Raw data.
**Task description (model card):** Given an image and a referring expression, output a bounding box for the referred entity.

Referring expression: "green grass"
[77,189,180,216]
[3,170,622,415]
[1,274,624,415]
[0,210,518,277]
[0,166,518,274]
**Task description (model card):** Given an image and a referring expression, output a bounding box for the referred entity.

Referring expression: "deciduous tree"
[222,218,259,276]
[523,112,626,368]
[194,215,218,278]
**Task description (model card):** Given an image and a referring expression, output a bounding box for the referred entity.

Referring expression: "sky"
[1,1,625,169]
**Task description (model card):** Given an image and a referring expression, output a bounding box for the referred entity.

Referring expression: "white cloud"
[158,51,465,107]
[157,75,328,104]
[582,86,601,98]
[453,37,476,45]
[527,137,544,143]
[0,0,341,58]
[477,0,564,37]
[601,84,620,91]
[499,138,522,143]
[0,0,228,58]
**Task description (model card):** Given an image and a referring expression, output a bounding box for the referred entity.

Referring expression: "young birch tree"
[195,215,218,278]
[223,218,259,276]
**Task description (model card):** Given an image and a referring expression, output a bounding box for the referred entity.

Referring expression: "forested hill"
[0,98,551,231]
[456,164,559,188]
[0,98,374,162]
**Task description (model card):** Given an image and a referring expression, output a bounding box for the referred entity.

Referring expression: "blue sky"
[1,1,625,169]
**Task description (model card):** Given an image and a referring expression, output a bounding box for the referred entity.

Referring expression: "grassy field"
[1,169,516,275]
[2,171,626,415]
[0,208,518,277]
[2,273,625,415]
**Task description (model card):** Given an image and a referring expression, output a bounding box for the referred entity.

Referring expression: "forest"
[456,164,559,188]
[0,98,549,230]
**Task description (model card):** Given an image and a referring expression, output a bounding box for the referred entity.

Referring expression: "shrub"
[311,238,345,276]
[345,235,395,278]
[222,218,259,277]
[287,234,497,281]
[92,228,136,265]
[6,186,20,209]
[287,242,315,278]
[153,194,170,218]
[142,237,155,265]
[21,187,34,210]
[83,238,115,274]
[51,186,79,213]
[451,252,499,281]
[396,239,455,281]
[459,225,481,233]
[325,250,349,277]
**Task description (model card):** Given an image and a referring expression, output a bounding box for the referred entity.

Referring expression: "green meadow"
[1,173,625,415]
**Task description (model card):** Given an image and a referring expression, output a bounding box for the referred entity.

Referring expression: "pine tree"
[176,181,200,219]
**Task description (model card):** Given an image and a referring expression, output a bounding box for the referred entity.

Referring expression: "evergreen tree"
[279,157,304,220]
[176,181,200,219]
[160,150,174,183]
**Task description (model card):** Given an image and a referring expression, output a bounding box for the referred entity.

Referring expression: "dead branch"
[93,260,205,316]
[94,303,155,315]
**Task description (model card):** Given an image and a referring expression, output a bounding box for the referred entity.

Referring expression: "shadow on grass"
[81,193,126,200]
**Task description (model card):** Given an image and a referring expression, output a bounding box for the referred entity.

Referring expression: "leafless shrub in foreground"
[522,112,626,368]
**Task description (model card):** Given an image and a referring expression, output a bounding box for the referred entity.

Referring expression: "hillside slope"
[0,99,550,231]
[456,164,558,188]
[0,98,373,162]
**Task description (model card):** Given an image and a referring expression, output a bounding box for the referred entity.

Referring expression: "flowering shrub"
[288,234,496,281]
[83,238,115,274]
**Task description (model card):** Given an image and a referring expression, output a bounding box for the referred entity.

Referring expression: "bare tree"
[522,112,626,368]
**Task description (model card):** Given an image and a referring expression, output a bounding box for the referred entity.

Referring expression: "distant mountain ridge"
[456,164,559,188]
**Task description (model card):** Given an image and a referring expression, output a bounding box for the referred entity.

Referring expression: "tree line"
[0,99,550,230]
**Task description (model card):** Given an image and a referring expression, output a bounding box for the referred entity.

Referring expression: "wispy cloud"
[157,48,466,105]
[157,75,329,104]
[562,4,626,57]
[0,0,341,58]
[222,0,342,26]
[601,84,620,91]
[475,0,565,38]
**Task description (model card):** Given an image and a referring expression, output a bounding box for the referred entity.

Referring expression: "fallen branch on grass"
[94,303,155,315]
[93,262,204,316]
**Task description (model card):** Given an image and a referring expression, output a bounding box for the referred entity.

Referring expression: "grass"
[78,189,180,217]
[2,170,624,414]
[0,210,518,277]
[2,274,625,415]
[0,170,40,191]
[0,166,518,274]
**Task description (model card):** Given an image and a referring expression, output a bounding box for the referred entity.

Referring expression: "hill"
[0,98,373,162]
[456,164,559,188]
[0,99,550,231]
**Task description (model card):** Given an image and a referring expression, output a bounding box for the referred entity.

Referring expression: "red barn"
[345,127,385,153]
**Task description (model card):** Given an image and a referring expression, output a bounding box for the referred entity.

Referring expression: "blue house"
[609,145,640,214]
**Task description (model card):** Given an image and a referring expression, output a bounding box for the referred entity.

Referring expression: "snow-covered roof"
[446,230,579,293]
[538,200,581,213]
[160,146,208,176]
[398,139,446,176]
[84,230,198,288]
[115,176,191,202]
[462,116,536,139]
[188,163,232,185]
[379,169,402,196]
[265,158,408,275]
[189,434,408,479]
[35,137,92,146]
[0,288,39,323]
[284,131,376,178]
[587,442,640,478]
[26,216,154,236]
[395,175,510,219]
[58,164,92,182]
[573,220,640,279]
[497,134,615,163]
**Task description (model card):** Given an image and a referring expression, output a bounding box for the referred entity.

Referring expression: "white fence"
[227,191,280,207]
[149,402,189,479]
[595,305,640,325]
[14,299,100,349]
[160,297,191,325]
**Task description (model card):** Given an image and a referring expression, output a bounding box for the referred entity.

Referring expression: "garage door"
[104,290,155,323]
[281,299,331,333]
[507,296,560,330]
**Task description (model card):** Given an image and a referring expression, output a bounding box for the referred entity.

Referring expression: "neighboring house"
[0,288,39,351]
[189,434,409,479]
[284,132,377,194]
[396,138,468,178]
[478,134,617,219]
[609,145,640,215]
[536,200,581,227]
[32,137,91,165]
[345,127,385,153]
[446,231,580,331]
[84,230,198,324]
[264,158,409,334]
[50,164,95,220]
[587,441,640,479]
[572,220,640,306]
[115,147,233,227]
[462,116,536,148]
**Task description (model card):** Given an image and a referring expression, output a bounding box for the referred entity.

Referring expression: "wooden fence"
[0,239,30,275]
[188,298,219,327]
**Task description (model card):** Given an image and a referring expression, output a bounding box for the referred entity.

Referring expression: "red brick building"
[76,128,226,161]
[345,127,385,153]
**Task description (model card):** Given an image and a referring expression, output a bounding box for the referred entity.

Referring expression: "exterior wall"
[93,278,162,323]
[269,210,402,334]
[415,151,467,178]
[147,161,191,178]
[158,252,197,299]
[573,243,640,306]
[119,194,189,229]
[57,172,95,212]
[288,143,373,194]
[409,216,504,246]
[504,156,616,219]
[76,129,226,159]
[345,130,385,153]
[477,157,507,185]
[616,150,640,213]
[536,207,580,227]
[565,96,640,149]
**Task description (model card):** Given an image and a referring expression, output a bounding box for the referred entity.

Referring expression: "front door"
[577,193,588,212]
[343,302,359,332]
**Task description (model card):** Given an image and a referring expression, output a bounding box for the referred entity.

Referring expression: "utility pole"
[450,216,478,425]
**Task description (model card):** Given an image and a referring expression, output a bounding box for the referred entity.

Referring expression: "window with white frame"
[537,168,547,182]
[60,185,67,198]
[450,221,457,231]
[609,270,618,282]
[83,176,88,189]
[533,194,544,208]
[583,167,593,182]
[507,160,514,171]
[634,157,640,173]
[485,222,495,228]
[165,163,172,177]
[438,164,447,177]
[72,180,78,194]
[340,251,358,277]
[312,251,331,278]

Problem.
Please return the data above exactly as given.

Written solution.
**Task description (model card):** Given an image and a referring expression, output a bounding box for the referred entity.

Referring expression: "green grass"
[77,189,180,216]
[3,170,622,415]
[1,274,624,415]
[0,210,518,277]
[0,166,518,274]
**Task description (model card):** Given an image and a referring expression, output a bounding box for the referred entity.

Referring expression: "deciduous tree"
[222,218,259,276]
[523,112,626,368]
[194,215,218,278]
**Task description (model card):** Given an image and a referring expression, output a bounding box for the referred entity.

Referring expression: "sky"
[1,1,625,169]
**Task description (model card):** Given an image and a referring expression, output a bounding box for the referred entity.

Referring expression: "white cloud"
[158,51,465,107]
[157,75,328,104]
[582,86,601,98]
[453,37,476,45]
[527,137,544,143]
[0,0,341,58]
[477,0,564,37]
[601,84,620,91]
[499,138,522,143]
[0,0,228,58]
**Task description (model card):** Given an image and a referring expression, output a bounding box for the referred entity.

Referring expression: "young birch tree"
[195,215,218,278]
[223,218,259,276]
**Task description (model card):** Given an image and a referring expression, output a bounding box for the referred entity.

Referring expression: "forested hill"
[0,98,551,231]
[456,164,559,188]
[0,98,374,162]
**Task description (model card):** Given an image and a referring expression, output a bounding box for the referred entity.

Referring expression: "blue sky"
[1,1,625,169]
**Task description (model card):** Given an image and a referring expression, output a bounding box for the referred entity.

Referring expression: "grassy field"
[1,169,516,275]
[2,171,626,415]
[0,208,518,277]
[2,273,625,415]
**Task description (model card):** Given an image and a referring expression, output a bounding box for the referred entity.

Referring expression: "forest"
[456,164,559,188]
[0,98,549,230]
**Task description (model card):** Given an image and a referring expression, output a bounding box for the referred entity.

Referring expression: "shrub"
[311,238,345,276]
[345,235,395,278]
[222,218,259,277]
[287,234,497,281]
[92,228,136,265]
[6,186,20,209]
[287,242,315,278]
[153,194,170,218]
[142,237,155,265]
[21,187,34,210]
[83,238,115,274]
[51,186,79,213]
[451,252,499,281]
[396,239,455,281]
[459,225,481,233]
[325,250,349,277]
**Task description (model card):** Given an image and a referring expression, output a bounding box for the referred entity.

Referring expression: "green meadow"
[1,173,625,415]
**Task description (model card):** Given an image and a referring expression, output a bounding box for the referred entity.

Referring expression: "pine tree"
[176,181,200,219]
**Task description (model card):** Given an image and a referring expression, output a bounding box for the referred entity.

Referring expression: "evergreen tree"
[279,157,304,220]
[176,181,200,219]
[160,150,174,183]
**Task description (model card):** Given an image and a referring expression, output a bounding box for the referred entity.

Referring expression: "dead branch"
[93,260,205,316]
[94,303,155,315]
**Task description (model card):** Given an image and a referring expression, output a bounding box for the referred entity.

Referring expression: "shadow on grass"
[81,193,126,200]
**Task description (model card):** Given an image and a referring expression, output a bounding box for the referred entity.

Referring expression: "leafless shrub in foreground"
[522,112,626,368]
**Task description (model card):** Given an image and a referring expression, output a bounding box for the referred entity.

Referring expression: "hillside slope"
[0,99,550,231]
[456,164,558,188]
[0,98,373,162]
**Task description (model card):** Given an image and a referring expression, output a bounding box for the referred entity.

Referring expression: "flowering shrub"
[288,234,496,281]
[83,238,115,274]
**Task description (model card):** Given an image and a referring expression, output a bounding box for the referred entity.

Referring expression: "bare tree"
[522,112,626,368]
**Task description (model card):** Given an image and a referring expression, output a bounding box for the referred entity.

Referring expression: "distant mountain ridge"
[456,164,559,188]
**Task description (model card):** Given an image and a referring expression, output a bounding box for the referred entity.

Referring expression: "tree line"
[0,99,550,230]
**Task description (model card):** Given an image and a referring expression, output a bounding box for the referred entity.

Referring expression: "wispy cloud"
[157,48,466,105]
[157,75,329,104]
[562,4,626,57]
[0,0,341,58]
[222,0,342,26]
[601,84,620,91]
[475,0,565,38]
**Task description (model card):** Given an image and a referring expression, output a bounding box for the referred entity.

Referring expression: "fallen branch on grass"
[94,303,155,315]
[93,262,204,316]
**Task description (model card):** Given an image and a referring expression, output a bounding box for the referred entity.

Referring expression: "grass"
[78,189,180,217]
[2,170,624,414]
[0,210,518,277]
[2,274,625,415]
[0,170,40,191]
[0,166,518,274]
**Task description (model card):** Given an image and a referring expression, output a bounding box for the referred entity.

Referring expression: "hill"
[0,98,373,162]
[456,164,559,188]
[0,99,550,231]
**Task description (model card):** Given an image and a referring expression, output a bounding box for the referred entity.

Referring expression: "red barn"
[345,127,385,153]
**Task description (model card):** Given an image and a referring expression, output a bounding box for the referred entity.

Referring expression: "blue house"
[609,145,640,214]
**Task description (model card):** Given an image and a referring expression, output a bounding box for the referred entity.

Referring expression: "snow-covered roof"
[446,230,579,293]
[538,200,581,213]
[160,146,208,176]
[398,139,446,176]
[84,230,198,288]
[115,176,191,202]
[462,116,536,139]
[188,163,232,185]
[379,169,402,196]
[265,158,408,275]
[189,434,408,479]
[35,137,92,146]
[0,288,39,323]
[284,131,376,178]
[587,442,640,478]
[26,216,154,236]
[395,175,510,219]
[58,164,92,182]
[573,220,640,279]
[497,134,615,163]
**Task description (model card):** Given an image and a referring expression, output a bounding box for the referred entity.

Referring expression: "white fence"
[227,191,280,207]
[149,402,189,479]
[595,305,640,325]
[14,299,100,349]
[160,297,191,325]
**Task description (model card):** Given an image and a referring expression, output a bounding box for the referred entity.

Referring expression: "garage door"
[104,290,155,323]
[281,299,331,333]
[507,296,560,330]
**Task description (model card):** Given an image and a referring expression, output a bounding box for the referred entity.

Referring expression: "neighboring house"
[0,288,39,351]
[189,434,409,479]
[284,132,377,194]
[396,138,468,178]
[478,134,617,219]
[609,145,640,215]
[536,200,581,227]
[32,137,91,165]
[345,127,385,153]
[446,231,580,331]
[84,230,198,324]
[264,158,409,334]
[50,164,95,220]
[587,441,640,479]
[572,220,640,306]
[115,147,233,227]
[462,116,536,148]
**Task description (model card):** Given an image and a referring expression, output a bounding box for the referred entity.

Referring expression: "wooden fence"
[0,239,30,275]
[188,298,219,327]
**Task description (model card):** Given an image and a referring expression, output a bounding box for the referred entity.

Referring expression: "red brick building"
[76,128,226,161]
[345,127,385,153]
**Task description (model card):** Given an image and a referring expression, output a bounding box for the referred entity.

Referring expression: "exterior wall"
[93,278,162,323]
[269,210,402,334]
[415,151,467,178]
[147,161,191,178]
[158,252,197,299]
[573,243,640,306]
[119,194,189,229]
[57,172,95,212]
[288,143,373,194]
[409,216,504,246]
[504,156,616,219]
[76,129,226,159]
[345,130,385,153]
[477,157,507,185]
[616,150,640,213]
[536,207,580,227]
[565,96,640,149]
**Task description (model card):** Given an image and a referring expression, output a bounding box for the referred entity.

Referring expression: "front door"
[577,193,588,212]
[343,302,359,332]
**Task description (model card):** Given an image and a referring expression, output a bounding box for the referred entity.

Referring expression: "utility pole"
[450,216,478,425]
**Task description (model card):** Given an image and a referring expression, output a bounding box for the referred entity.

Referring expression: "window with white frame"
[537,168,547,182]
[60,185,67,198]
[450,221,457,231]
[609,270,618,282]
[83,176,88,189]
[533,194,544,208]
[583,167,593,182]
[507,160,514,171]
[634,157,640,173]
[485,222,495,228]
[165,163,172,177]
[438,164,447,177]
[72,180,78,194]
[340,251,358,277]
[312,251,331,278]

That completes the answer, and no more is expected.